*** Information ***

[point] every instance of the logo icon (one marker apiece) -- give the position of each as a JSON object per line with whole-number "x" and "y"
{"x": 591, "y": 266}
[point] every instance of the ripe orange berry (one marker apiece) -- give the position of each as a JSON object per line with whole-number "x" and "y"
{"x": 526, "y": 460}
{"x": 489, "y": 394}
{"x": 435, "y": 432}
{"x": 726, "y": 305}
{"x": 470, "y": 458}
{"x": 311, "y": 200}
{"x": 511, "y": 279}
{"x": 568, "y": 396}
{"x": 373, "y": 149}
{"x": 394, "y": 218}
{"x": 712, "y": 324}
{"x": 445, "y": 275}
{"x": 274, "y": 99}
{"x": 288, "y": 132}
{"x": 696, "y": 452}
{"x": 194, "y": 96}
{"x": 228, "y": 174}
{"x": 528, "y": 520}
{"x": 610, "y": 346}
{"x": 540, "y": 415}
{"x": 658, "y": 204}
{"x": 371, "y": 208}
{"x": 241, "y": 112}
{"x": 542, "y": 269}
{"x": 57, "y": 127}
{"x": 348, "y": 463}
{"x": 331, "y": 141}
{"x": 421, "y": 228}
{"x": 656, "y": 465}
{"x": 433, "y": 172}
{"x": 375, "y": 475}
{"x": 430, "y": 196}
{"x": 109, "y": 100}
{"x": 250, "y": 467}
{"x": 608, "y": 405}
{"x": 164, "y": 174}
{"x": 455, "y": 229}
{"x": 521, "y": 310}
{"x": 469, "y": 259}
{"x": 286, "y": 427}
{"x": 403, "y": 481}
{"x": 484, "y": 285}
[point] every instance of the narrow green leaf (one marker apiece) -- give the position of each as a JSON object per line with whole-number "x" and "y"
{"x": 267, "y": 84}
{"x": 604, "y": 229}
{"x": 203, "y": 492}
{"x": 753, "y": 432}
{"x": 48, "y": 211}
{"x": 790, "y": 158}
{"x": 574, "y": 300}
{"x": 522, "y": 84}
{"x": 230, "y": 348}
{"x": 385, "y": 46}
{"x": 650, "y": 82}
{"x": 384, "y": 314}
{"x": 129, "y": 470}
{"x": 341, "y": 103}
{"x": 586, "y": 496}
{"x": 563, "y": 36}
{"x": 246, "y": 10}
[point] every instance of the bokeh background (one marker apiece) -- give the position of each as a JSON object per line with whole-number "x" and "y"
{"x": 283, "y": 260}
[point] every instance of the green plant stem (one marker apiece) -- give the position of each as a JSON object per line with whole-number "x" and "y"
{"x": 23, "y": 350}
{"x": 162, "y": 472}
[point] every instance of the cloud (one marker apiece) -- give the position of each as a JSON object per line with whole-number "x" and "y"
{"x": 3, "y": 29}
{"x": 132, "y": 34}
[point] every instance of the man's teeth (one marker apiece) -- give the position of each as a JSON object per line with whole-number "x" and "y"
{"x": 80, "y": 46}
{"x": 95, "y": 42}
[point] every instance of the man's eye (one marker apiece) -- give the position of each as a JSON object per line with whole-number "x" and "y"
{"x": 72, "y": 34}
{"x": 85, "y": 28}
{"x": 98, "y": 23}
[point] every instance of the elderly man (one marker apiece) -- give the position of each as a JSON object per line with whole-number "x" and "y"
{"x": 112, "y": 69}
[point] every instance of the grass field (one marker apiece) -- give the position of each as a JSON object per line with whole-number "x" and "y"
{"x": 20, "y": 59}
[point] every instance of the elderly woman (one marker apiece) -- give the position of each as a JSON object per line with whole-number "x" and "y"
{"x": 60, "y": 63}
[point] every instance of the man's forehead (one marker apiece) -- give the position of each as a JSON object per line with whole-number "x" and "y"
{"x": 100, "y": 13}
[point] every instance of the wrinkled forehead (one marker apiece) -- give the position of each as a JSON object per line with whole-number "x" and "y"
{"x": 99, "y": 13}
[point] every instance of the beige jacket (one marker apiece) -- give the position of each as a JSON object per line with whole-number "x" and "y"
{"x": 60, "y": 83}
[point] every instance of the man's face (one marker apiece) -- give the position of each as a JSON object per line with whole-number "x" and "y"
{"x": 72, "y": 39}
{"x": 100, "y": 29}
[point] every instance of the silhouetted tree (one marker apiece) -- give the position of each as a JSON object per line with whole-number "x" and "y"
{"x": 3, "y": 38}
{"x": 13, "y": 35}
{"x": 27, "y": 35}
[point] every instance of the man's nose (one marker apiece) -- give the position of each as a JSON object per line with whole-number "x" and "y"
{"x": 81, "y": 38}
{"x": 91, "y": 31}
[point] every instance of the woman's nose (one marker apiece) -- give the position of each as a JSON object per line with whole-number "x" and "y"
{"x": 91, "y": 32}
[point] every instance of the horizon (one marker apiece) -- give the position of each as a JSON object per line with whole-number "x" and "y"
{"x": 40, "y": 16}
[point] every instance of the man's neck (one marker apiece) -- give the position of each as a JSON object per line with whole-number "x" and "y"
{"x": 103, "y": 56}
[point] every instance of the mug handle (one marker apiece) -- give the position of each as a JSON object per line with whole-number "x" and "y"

*** End of Information ***

Exercise aim: Write out every line of the records exactly.

Completed exercise:
[point] every instance of the logo icon (one marker apiece) -- give the position of each as a JSON object per line with whole-number "x" and "y"
{"x": 591, "y": 266}
[point] every instance of the ripe orange berry (one marker apiece) -- give the position of each as a JSON object per line with whole-number "x" and "y"
{"x": 526, "y": 460}
{"x": 489, "y": 394}
{"x": 435, "y": 432}
{"x": 726, "y": 305}
{"x": 470, "y": 458}
{"x": 311, "y": 200}
{"x": 511, "y": 279}
{"x": 568, "y": 396}
{"x": 373, "y": 149}
{"x": 394, "y": 218}
{"x": 712, "y": 324}
{"x": 445, "y": 275}
{"x": 274, "y": 99}
{"x": 288, "y": 132}
{"x": 696, "y": 452}
{"x": 194, "y": 96}
{"x": 228, "y": 174}
{"x": 528, "y": 520}
{"x": 610, "y": 346}
{"x": 540, "y": 415}
{"x": 658, "y": 204}
{"x": 371, "y": 208}
{"x": 241, "y": 112}
{"x": 542, "y": 269}
{"x": 57, "y": 127}
{"x": 348, "y": 463}
{"x": 331, "y": 141}
{"x": 421, "y": 228}
{"x": 656, "y": 465}
{"x": 433, "y": 172}
{"x": 375, "y": 475}
{"x": 430, "y": 196}
{"x": 109, "y": 100}
{"x": 250, "y": 467}
{"x": 608, "y": 405}
{"x": 164, "y": 174}
{"x": 455, "y": 229}
{"x": 521, "y": 310}
{"x": 469, "y": 259}
{"x": 286, "y": 427}
{"x": 403, "y": 481}
{"x": 484, "y": 285}
[point] every instance of the narrow green leaf (one marker apiece) -- give the position of each as a JSON object per line with whole-number "x" and "y"
{"x": 267, "y": 84}
{"x": 604, "y": 229}
{"x": 203, "y": 492}
{"x": 753, "y": 432}
{"x": 48, "y": 211}
{"x": 790, "y": 158}
{"x": 574, "y": 300}
{"x": 522, "y": 84}
{"x": 230, "y": 348}
{"x": 385, "y": 46}
{"x": 650, "y": 82}
{"x": 384, "y": 314}
{"x": 129, "y": 470}
{"x": 341, "y": 103}
{"x": 586, "y": 496}
{"x": 563, "y": 36}
{"x": 246, "y": 10}
[point] every instance of the bokeh background (one marker apiece) -- give the position of each as a JSON object per line with whole-number "x" and "y"
{"x": 283, "y": 260}
[point] every instance of the green plant stem (one marker apiece) -- give the position of each as a JSON object per line with whole-number "x" and "y"
{"x": 23, "y": 350}
{"x": 162, "y": 472}
[point] every instance of the cloud (one marker apiece) -- give the position of each as a JSON object per line with whole-number "x" and "y"
{"x": 3, "y": 29}
{"x": 132, "y": 34}
[point] every instance of the man's teeth (one marker apiece) -- give the position of each as a JSON object per line with whole-number "x" and "y"
{"x": 80, "y": 46}
{"x": 95, "y": 42}
[point] every instance of the man's eye (one marker apiece) -- give the position of each as a JSON object per line with whole-number "x" and "y"
{"x": 72, "y": 34}
{"x": 85, "y": 28}
{"x": 98, "y": 23}
[point] every instance of the elderly man (one marker apiece) -- give the position of each as a JSON object per line with whole-number "x" and "y"
{"x": 112, "y": 69}
[point] every instance of the grass field (one marker apiece) -- give the position of each as a JSON object per line with whole-number "x" and "y"
{"x": 20, "y": 59}
[point] every instance of the elderly woman (one marker apiece) -- give the position of each as a JSON object per line with whole-number "x" and "y"
{"x": 60, "y": 63}
[point] every instance of the man's forehead (one marker apiece) -- give the position of each as a JSON object per line with whole-number "x" and "y"
{"x": 100, "y": 13}
[point] every instance of the wrinkled forehead (one marker apiece) -- give the position of each as a JSON object per line with whole-number "x" and "y"
{"x": 99, "y": 13}
[point] every instance of the beige jacket (one marker apiece) -- give the position of each as a JSON object per line with whole-number "x" and "y"
{"x": 60, "y": 83}
[point] every instance of the man's face (one marker apiece) -- give the position of each as a JSON object per line with whole-number "x" and "y"
{"x": 72, "y": 39}
{"x": 100, "y": 29}
[point] every instance of the silhouetted tree (one marker apiece) -- give the position of each as a JSON object per line with whole-number "x" and "y"
{"x": 3, "y": 38}
{"x": 13, "y": 35}
{"x": 27, "y": 35}
[point] every instance of the man's nose (one marker apiece) -- give the position of each as a JSON object per line with whole-number "x" and "y"
{"x": 81, "y": 38}
{"x": 91, "y": 31}
[point] every instance of the woman's nose (one marker apiece) -- give the position of each as a JSON object per line with whole-number "x" and "y"
{"x": 91, "y": 32}
[point] every instance of the horizon (one marker apiece) -- give the position of each as a JSON object per line with whole-number "x" and "y"
{"x": 40, "y": 16}
[point] every instance of the man's neck (one marker apiece) -- give the position of each as a JSON object per line with whole-number "x" and "y"
{"x": 103, "y": 56}
[point] every instance of the mug handle (one marker apiece) -- give the position of each as a JSON object per line with whole-number "x" and "y"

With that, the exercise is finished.